Material for the task —
■ ■ ■ ■ ■ ■ ■
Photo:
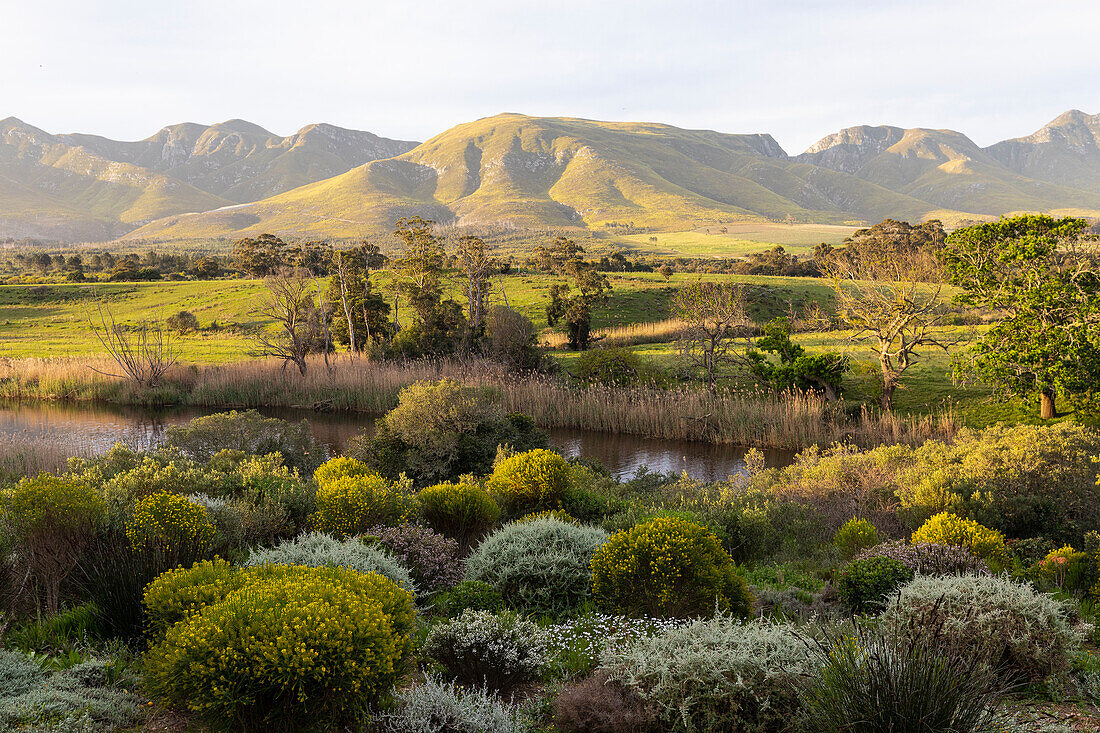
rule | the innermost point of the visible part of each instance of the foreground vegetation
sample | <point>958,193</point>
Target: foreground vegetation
<point>449,573</point>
■ ■ ■ ■ ■ ■ ■
Task requirements — In the records above, retype exactly the lines from the one with "rule | the innermost" through the last one.

Expected output —
rule | the innermost point of the visible part of each instance of the foreground vegetation
sample | <point>958,193</point>
Target: foreground vegetation
<point>449,573</point>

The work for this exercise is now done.